What the task requires
Word for word, retype every line of the data.

Information given
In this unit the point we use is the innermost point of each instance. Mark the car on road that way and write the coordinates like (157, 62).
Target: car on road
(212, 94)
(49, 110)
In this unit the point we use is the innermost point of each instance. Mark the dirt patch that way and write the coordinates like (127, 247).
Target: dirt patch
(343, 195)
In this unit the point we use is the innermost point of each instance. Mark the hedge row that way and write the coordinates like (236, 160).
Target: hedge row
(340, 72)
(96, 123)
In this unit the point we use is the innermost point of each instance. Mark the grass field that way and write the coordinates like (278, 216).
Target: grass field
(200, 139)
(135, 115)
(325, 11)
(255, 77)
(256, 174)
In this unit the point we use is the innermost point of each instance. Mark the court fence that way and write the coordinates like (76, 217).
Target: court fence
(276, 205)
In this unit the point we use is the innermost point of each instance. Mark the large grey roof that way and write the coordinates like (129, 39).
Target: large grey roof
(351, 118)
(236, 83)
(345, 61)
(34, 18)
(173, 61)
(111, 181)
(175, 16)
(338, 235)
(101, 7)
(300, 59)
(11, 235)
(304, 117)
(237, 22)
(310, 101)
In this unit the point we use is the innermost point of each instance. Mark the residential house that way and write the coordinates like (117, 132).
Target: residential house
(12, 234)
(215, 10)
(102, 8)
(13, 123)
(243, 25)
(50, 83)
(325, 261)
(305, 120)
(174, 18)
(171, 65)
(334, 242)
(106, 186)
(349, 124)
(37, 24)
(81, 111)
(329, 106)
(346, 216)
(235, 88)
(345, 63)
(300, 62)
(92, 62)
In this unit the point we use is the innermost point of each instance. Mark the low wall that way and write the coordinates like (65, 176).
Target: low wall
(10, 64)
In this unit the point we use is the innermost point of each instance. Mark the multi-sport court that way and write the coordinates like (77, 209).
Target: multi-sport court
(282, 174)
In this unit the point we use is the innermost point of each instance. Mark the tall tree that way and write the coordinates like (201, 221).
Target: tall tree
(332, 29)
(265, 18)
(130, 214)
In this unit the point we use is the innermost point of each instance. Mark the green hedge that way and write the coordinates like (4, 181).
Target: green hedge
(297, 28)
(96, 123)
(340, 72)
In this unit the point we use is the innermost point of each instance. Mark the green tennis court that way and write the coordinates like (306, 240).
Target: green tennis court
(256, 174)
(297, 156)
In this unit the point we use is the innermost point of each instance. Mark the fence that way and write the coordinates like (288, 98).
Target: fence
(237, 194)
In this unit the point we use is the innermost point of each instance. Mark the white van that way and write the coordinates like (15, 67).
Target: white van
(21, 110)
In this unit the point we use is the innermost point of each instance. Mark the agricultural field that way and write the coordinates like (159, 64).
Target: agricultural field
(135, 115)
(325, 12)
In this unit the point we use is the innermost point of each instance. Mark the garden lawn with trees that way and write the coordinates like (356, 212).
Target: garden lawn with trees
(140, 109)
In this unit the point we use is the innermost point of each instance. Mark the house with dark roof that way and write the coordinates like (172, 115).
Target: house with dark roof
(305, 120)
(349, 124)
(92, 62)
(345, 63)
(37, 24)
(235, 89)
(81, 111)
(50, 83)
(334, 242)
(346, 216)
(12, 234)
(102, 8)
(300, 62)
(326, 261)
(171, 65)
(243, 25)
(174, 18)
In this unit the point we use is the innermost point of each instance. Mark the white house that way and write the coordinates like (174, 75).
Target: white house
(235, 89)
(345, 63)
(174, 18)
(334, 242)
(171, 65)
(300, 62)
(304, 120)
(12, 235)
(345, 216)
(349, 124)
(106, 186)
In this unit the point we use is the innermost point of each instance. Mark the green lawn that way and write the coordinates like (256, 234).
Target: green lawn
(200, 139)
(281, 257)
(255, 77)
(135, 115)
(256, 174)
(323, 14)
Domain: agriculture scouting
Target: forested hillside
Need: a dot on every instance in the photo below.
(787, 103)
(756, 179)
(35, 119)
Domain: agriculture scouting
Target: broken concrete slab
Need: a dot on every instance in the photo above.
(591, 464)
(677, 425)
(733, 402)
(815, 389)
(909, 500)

Output of the task
In this unit the point we use is the innermost point of each instance. Mark the car on road that way and write the coordinates like (157, 62).
Target: car on road
(212, 94)
(49, 110)
In this unit the point we use is the innermost point of each instance. Mark the dirt patch that way and write the coordinates like (127, 247).
Target: dirt patch
(343, 195)
In this unit the point we use is the innermost point of each instance. Mark the hedge row that way and write the coordinates like (236, 160).
Target: hedge row
(340, 72)
(96, 123)
In this unit the point we use is the innermost point of each instance. Mark the grass field that way and write the coordinates like (278, 216).
Target: grass field
(200, 139)
(135, 115)
(325, 11)
(255, 77)
(256, 174)
In this unit the point we use is the innermost point of each instance. Mark the court fence that way and write the coordinates like (76, 217).
Target: court fence
(276, 205)
In this unit the point we use is the innermost point of each instance. Mark the large grey roof that way and write the coordinates like (129, 39).
Target: large grey roof
(351, 118)
(236, 83)
(345, 61)
(34, 18)
(173, 61)
(111, 181)
(175, 16)
(338, 235)
(101, 7)
(300, 59)
(11, 235)
(304, 117)
(237, 22)
(310, 101)
In this unit the point we use is the innermost point of each instance. Mark the residential house that way and write the coordinates like (117, 132).
Target: residential house
(12, 234)
(215, 10)
(102, 8)
(13, 123)
(243, 25)
(50, 83)
(325, 261)
(305, 120)
(174, 18)
(171, 65)
(334, 242)
(106, 186)
(349, 124)
(37, 24)
(81, 111)
(329, 106)
(346, 216)
(235, 88)
(345, 63)
(300, 62)
(92, 62)
In this unit the point we use is the innermost point of each instance. Mark the low wall that way and write the coordinates like (65, 176).
Target: low wall
(10, 64)
In this unit the point we use is the innermost point of each instance. Mark the multi-sport court that way and write the coordinates like (77, 209).
Target: multi-sport court
(282, 174)
In this unit the point we use is the innermost point of each instance. Mark the tall tree that way and write the coordinates like (201, 221).
Target: tall tree
(332, 29)
(265, 18)
(130, 214)
In this unit the point we use is the innermost point of each instance. Mark the green hedge that way and write the coordinates like (4, 181).
Target: green hedge
(297, 28)
(96, 123)
(340, 72)
In this unit the point we use is the innermost point of each instance. Mark the green tennis court that way and write the coordinates like (306, 240).
Target: green tennis court
(256, 174)
(297, 156)
In this unit the point we use is the innermost point of each instance. Mark the fence that way and write the coordinates like (288, 98).
Target: fence
(237, 194)
In this unit the point we use is the innermost point of each instance. Mark the white van that way and write the coordinates like (15, 67).
Target: white van
(21, 110)
In this unit the point we use is the innermost point of each instance. Mark the agricultural field that way and write the coordinates like (159, 64).
Target: agricultural field
(135, 115)
(325, 12)
In this unit the point we use is the innermost point of each instance. Mark the garden lawn with trees that way and write the coordinates like (356, 212).
Target: garden lawn with trees
(140, 109)
In this unit the point we use is the innermost point of each instance. Mark the house with dark roof that way and write the coordinates like (172, 115).
Target: house with dark roof
(305, 120)
(349, 124)
(92, 62)
(345, 63)
(37, 24)
(235, 89)
(81, 111)
(50, 83)
(334, 242)
(346, 216)
(12, 234)
(102, 8)
(300, 62)
(326, 261)
(171, 65)
(243, 25)
(174, 18)
In this unit the point we use is the innermost point of each instance. Mark the white house that way and write the coordinates like (174, 75).
Target: white house
(235, 89)
(345, 63)
(174, 18)
(334, 242)
(171, 65)
(300, 62)
(304, 120)
(12, 235)
(345, 216)
(349, 124)
(106, 186)
In this unit the point we use is the innermost point of each instance. Mark the green lawn that way and write the coordinates like (256, 234).
Target: green lawn
(200, 139)
(281, 257)
(255, 77)
(135, 115)
(256, 174)
(323, 14)
Domain: agriculture scouting
Target: forested hillside
Need: a dot on every instance in the photo below.
(787, 103)
(756, 179)
(35, 119)
Domain: agriculture scouting
Target: broken concrete slab
Need: a dot on every instance in the photo above.
(591, 464)
(677, 425)
(733, 402)
(815, 389)
(909, 500)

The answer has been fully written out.